## BEGIN

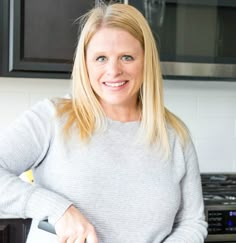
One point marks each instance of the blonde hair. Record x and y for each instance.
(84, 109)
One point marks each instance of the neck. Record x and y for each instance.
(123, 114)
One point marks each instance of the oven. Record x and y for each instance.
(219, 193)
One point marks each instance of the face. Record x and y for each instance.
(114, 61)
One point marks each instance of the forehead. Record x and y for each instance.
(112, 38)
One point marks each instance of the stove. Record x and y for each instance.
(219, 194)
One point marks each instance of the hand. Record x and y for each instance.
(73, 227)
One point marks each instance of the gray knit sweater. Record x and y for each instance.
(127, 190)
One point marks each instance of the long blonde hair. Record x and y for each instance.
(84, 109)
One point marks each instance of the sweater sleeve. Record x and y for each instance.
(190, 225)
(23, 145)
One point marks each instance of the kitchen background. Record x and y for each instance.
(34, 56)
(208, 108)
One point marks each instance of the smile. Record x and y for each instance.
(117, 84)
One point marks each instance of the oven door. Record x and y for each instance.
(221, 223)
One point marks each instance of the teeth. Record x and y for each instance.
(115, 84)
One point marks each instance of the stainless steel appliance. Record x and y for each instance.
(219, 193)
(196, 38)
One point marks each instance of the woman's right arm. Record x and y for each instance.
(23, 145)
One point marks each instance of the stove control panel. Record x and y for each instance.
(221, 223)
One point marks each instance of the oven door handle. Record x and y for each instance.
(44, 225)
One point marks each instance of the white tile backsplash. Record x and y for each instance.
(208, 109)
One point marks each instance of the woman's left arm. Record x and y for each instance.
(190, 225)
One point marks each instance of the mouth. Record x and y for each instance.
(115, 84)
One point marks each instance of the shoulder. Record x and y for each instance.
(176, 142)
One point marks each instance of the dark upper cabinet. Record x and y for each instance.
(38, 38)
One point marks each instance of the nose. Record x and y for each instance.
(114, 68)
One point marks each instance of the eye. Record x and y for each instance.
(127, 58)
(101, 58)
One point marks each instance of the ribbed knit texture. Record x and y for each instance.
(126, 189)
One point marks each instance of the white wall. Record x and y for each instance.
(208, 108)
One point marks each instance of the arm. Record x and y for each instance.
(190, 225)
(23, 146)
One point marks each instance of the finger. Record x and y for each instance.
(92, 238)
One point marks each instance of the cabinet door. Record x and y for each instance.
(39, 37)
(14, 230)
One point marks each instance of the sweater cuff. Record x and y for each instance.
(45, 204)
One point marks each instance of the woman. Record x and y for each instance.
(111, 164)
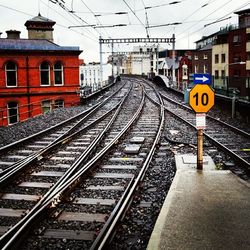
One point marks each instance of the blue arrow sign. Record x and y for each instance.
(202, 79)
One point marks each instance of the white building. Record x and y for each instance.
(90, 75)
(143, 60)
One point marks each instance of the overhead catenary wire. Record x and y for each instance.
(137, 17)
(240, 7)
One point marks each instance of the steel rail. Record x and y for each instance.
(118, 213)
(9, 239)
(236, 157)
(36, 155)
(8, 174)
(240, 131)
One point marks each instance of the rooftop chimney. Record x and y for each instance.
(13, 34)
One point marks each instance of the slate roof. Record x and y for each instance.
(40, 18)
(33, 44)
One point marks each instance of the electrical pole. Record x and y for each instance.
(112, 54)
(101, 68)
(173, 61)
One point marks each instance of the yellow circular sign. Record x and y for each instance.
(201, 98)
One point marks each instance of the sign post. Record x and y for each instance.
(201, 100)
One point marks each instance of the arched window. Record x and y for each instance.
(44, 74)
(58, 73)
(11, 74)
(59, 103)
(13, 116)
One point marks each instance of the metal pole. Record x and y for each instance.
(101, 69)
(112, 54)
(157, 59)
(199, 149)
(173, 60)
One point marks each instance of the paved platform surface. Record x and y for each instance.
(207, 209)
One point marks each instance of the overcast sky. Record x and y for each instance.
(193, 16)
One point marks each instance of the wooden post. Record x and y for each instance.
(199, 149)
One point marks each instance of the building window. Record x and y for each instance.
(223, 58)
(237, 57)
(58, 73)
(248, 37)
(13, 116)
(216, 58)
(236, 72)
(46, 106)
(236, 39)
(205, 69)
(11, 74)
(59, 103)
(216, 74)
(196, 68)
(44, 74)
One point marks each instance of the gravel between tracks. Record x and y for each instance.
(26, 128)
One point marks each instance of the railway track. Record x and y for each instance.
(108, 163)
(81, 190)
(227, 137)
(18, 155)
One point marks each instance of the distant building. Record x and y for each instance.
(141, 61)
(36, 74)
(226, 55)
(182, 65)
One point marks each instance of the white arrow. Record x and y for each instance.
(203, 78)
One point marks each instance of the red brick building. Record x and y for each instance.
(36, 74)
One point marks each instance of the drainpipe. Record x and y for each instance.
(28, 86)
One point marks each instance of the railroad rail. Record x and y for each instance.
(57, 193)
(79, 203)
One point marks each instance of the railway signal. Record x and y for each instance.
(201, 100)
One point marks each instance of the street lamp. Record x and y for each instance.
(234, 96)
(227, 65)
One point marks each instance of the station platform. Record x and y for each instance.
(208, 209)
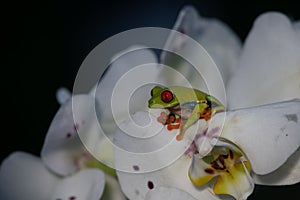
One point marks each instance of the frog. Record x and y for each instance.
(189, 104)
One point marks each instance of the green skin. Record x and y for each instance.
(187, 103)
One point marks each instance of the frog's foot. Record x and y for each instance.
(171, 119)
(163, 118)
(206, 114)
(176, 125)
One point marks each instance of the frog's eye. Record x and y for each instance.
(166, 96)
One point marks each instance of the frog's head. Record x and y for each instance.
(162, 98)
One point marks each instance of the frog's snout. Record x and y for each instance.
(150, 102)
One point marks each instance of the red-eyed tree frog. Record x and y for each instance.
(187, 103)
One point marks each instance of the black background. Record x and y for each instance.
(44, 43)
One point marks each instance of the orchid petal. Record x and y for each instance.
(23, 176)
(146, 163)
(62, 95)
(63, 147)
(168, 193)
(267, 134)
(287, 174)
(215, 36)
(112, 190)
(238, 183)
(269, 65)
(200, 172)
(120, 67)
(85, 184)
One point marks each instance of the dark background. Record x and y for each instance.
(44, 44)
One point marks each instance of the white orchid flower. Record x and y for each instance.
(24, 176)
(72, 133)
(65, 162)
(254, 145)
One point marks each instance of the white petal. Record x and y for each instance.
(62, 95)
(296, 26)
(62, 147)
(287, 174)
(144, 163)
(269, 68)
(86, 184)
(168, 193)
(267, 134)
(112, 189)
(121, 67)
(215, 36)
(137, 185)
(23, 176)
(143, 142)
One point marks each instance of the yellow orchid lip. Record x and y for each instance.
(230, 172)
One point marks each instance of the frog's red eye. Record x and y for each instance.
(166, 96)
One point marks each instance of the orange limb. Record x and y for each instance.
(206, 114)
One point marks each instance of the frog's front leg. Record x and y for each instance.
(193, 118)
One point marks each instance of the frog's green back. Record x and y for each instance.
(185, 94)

## END
## BEGIN

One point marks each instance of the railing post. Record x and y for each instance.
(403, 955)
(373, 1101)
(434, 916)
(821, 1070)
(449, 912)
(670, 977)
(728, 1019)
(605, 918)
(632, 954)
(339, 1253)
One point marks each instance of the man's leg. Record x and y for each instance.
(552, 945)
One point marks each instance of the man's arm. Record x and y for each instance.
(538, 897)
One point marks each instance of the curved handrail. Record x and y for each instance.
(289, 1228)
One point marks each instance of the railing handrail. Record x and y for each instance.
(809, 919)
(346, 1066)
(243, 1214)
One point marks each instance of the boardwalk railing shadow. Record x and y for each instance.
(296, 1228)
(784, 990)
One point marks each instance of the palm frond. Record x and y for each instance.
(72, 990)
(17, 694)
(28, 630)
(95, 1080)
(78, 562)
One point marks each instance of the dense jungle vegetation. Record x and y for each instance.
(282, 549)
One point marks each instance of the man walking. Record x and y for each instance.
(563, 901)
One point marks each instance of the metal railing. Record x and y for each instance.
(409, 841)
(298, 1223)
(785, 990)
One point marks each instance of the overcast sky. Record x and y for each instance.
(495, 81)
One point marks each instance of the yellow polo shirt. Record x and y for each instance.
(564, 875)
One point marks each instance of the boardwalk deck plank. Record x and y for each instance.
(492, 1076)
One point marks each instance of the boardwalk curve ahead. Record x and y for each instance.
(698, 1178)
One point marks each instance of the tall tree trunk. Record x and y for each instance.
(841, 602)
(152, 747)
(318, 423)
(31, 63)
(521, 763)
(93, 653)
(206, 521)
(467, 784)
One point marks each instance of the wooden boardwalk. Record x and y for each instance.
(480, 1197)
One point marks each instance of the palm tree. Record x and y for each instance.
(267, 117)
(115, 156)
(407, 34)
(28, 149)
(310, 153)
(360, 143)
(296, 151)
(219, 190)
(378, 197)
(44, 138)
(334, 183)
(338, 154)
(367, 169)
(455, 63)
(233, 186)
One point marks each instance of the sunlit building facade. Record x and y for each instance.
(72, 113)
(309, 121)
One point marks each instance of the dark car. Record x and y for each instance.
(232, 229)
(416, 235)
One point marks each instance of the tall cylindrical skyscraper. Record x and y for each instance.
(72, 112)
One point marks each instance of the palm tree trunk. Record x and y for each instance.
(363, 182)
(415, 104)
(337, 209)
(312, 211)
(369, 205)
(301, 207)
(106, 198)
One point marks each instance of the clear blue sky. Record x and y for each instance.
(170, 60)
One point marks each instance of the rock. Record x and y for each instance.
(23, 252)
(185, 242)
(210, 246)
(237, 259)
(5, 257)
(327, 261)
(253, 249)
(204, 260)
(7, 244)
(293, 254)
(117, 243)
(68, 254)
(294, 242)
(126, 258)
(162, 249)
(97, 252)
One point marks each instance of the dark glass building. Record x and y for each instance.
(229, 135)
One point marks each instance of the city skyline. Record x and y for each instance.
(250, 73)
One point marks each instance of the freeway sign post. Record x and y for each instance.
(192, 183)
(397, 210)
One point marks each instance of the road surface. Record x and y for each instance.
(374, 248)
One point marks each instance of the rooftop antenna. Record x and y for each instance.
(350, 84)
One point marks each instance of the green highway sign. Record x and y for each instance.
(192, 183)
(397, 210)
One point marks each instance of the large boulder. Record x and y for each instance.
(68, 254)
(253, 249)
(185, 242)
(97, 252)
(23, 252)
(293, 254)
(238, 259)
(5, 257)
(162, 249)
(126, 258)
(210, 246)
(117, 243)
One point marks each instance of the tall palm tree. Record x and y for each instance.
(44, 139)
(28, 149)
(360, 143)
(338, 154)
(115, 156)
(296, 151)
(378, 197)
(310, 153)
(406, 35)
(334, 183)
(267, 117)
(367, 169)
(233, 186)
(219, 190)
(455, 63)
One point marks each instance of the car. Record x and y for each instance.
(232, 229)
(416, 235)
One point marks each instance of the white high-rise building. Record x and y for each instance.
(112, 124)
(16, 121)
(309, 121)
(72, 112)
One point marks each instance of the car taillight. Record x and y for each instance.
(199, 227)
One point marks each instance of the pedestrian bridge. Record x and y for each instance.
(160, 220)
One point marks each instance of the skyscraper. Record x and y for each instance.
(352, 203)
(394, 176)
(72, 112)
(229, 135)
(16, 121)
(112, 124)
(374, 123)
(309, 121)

## END

### Prompt
How many lines of the listing above contain the string "metal"? Reply with the number alone.

### The reply
2